WHAT TO PRODUCE = Every entry below needs to be copied exactly.

Point-per-instance localization data
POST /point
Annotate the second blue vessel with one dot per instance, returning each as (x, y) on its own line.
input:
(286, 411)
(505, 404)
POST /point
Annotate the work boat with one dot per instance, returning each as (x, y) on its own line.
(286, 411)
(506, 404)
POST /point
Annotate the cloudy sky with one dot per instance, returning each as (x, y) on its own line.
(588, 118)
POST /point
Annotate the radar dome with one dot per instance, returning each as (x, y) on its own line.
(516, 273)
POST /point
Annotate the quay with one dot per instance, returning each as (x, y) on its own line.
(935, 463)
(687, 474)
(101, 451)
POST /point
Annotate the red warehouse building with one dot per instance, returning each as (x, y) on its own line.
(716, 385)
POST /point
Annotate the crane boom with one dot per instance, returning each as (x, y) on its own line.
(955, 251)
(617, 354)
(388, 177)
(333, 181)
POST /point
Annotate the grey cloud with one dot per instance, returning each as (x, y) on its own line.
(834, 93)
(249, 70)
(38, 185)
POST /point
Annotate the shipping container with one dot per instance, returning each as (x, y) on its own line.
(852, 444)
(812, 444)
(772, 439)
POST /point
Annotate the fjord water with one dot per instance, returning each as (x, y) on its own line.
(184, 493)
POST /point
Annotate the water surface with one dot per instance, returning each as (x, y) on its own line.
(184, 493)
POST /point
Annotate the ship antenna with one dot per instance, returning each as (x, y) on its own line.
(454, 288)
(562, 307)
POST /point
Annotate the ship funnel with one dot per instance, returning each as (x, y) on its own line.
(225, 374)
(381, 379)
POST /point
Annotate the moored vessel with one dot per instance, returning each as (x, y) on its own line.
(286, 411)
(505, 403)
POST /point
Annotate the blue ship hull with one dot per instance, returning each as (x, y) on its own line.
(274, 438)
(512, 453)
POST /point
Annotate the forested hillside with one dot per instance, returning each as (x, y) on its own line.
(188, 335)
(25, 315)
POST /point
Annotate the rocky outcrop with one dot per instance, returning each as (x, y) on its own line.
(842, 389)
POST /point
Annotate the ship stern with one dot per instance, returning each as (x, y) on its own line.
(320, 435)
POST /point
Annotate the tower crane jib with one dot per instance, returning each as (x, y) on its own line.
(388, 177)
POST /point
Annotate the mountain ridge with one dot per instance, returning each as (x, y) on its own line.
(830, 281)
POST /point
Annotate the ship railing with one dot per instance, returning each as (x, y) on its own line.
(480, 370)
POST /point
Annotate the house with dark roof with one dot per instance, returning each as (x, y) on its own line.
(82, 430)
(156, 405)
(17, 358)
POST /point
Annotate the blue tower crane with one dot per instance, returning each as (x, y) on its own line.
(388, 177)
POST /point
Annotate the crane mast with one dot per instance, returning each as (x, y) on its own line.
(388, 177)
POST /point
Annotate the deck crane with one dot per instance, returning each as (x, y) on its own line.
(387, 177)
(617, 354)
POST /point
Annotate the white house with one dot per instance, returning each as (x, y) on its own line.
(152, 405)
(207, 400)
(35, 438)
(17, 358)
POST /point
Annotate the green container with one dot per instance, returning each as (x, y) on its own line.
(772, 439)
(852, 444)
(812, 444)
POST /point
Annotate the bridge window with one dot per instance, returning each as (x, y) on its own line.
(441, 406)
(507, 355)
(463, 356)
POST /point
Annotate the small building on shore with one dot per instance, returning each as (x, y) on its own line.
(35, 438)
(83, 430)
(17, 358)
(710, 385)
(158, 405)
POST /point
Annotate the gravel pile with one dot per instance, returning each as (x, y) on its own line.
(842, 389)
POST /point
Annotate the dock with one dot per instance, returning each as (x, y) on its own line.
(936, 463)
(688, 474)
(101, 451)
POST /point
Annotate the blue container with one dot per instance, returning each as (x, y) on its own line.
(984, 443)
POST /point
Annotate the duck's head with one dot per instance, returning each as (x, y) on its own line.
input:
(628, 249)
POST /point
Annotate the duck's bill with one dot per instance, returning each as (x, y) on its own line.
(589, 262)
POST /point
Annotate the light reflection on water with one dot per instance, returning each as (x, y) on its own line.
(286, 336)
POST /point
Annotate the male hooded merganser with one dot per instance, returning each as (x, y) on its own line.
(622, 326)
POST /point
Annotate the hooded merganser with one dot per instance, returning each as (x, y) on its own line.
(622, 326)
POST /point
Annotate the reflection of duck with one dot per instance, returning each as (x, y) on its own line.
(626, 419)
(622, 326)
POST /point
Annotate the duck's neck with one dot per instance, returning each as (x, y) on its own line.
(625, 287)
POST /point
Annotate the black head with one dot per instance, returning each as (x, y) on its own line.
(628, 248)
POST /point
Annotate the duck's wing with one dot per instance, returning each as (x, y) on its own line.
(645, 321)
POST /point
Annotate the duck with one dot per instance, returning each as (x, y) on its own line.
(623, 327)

TASK ANSWER =
POST /point
Annotate the second blue vessel with one dot per instance, returning each as (x, y) on its own line.
input:
(286, 411)
(505, 404)
POST /point
Annotate the work boat with one dot per instance, returning each as (x, y) on its own line.
(286, 411)
(506, 404)
POST /point
Annotate the cloudy sky with one dot per instance, returning each as (x, y) on its own line.
(588, 118)
POST /point
Annotate the radar dome with one dot per instance, returning each as (x, y) on its own line.
(516, 273)
POST /point
Annotate the quay with one dot per instance, returning each as (x, y) on its own line.
(935, 463)
(687, 474)
(101, 451)
POST /point
Annotate the red warehouse building with one dot per instance, returning each as (x, y) on its own line.
(716, 385)
POST /point
Annotate the crane boom with one dot per instance, returning each as (x, y) on its own line.
(955, 251)
(617, 354)
(388, 177)
(333, 181)
POST /point
Annotate the grey cloud with one dot per instance, returning each as (x, y) on its own line.
(834, 93)
(249, 70)
(38, 185)
POST /point
Annotate the shipping container with one dot per instance, returning each as (x, y) on its own line.
(852, 444)
(812, 444)
(772, 439)
POST /point
Annotate the fjord water with one dot per instance, returning each as (x, y) on its own line.
(184, 493)
POST /point
Annotate the water surface with one dot per instance, returning each as (x, y) on its own line.
(184, 493)
POST /point
Annotate the ship antenna with one dot per instance, returning each as (x, y) on its own line.
(454, 288)
(562, 307)
POST /point
Annotate the ship funnel with one dot per instance, returning each as (x, y) on its own line.
(225, 374)
(381, 379)
POST /point
Annotate the moored vessel with one dot per instance, returning each as (x, y) on its own line.
(286, 411)
(505, 403)
POST /point
Annotate the blue ship hull with one dot per instance, returning each as (x, y) on its own line.
(274, 438)
(512, 453)
POST /point
Annotate the forested hillside with one dot per instance, returning each as (x, y) on its own line.
(188, 335)
(25, 315)
POST /point
Annotate the rocky outcrop with one dot per instance, returning each as (x, y) on its own line.
(842, 389)
POST /point
Annotate the ship stern with one dot per instance, returning each as (x, y) on its own line.
(320, 435)
POST /point
Annotate the tower crane jib with one dot per instance, returning each as (x, y) on its own line.
(388, 177)
POST /point
Annotate the mountain ridge with one dot per instance, returning each as (x, y) on its own line.
(830, 281)
POST /point
Annotate the ship railing with one dot per instance, returning each as (x, y) on its own line.
(480, 370)
POST /point
Annotate the house with dark roof with one dot per instance, returning each as (x, y) on its own line.
(82, 430)
(156, 405)
(17, 358)
POST /point
Annotate the blue tower crane with one dot per instance, returning each as (x, y) on its own line.
(388, 177)
POST /point
Annotate the crane mast with one dot per instance, returning each as (x, y) on its own line.
(388, 177)
POST /point
Annotate the deck crane with one dot per instance, returning each as (x, y) on its own line.
(387, 177)
(617, 354)
POST /point
Annotate the white house with one dot per instance, returning each as (x, y) on its own line.
(152, 405)
(207, 400)
(35, 438)
(17, 358)
POST /point
Annotate the green container with one dot per instance, returning each as (x, y) on its own line.
(772, 439)
(852, 444)
(812, 444)
POST /point
Annotate the bridge window with one dot per instance, returning each as (x, y) on its own line.
(441, 406)
(507, 355)
(463, 356)
POST /point
Annotate the small building on shore with one dot per instance, returning each as (x, y) on its own line.
(35, 438)
(83, 430)
(17, 358)
(710, 385)
(158, 405)
POST /point
Annotate the gravel pile with one dot per instance, returning each as (x, y) on its own line.
(842, 389)
POST /point
Annotate the dock with one dot per instance, returning each as (x, y) on its own line.
(936, 463)
(688, 474)
(101, 451)
POST /point
Annotate the blue container with one dot per instance, returning each as (x, y) on its own line.
(984, 443)
POST /point
Annotate the duck's head with one dot per instance, returning each as (x, y) on its own line.
input:
(628, 249)
POST /point
Annotate the duck's bill with one dot per instance, returning each as (x, y) on its own line.
(589, 262)
POST /point
Annotate the light reflection on water with one dot per instance, returning each as (x, y) on its own line.
(286, 336)
POST /point
Annotate the male hooded merganser with one dot per instance, returning each as (x, y) on its own line.
(622, 326)
POST /point
Annotate the hooded merganser with one dot per instance, returning each as (x, y) on its own line.
(622, 326)
POST /point
Annotate the reflection of duck with one dot per instance, returning each as (x, y) on its own line.
(626, 419)
(622, 326)
POST /point
Annotate the duck's neck with one dot per instance, returning each as (x, y) on its own line.
(625, 287)
POST /point
Annotate the black head with one dot per instance, returning each as (x, y) on its own line.
(628, 248)
POST /point
Annotate the duck's wing with one dot per instance, returning each as (x, y) on its own line.
(645, 321)
POST /point
Annotate the duck with one dot per instance, returning each as (x, y) on its own line.
(623, 327)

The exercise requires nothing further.